Segment Start: Material for the task
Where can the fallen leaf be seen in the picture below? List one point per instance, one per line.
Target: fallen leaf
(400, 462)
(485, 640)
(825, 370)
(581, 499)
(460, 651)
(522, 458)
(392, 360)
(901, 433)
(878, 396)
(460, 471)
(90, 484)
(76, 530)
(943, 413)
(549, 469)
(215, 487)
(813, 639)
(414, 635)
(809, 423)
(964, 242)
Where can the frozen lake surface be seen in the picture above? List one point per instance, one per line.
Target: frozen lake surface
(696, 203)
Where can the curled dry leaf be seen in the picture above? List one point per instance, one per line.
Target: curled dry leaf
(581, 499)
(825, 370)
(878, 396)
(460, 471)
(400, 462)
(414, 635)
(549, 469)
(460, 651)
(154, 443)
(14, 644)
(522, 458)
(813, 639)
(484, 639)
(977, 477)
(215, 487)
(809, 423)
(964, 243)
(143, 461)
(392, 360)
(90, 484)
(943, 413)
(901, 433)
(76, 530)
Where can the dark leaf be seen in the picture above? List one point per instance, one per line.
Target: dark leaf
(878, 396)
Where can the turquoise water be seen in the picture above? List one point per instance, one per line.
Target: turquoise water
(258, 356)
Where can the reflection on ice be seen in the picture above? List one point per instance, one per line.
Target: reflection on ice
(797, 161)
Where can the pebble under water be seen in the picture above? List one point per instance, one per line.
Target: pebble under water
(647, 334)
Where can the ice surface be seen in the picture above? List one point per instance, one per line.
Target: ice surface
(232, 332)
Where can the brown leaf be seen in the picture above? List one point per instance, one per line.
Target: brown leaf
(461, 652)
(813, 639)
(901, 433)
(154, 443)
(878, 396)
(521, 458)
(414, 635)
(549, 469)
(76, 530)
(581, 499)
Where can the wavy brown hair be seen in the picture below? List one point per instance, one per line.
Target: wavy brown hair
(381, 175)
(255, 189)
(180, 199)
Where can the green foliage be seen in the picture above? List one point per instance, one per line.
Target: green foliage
Segment End: Material for the task
- What is expected
Repeat, with no changes, each line from the one with "Where can the wavy" to the end of the listing, including both ends and nothing else.

- Task answer
Where can the wavy brown hair be seen in the picture below? List one point per instance, one per line.
Target: wavy brown hair
(381, 175)
(255, 189)
(180, 199)
Where can the green foliage be seen in the picture above? List one point per instance, one per line.
Target: green foliage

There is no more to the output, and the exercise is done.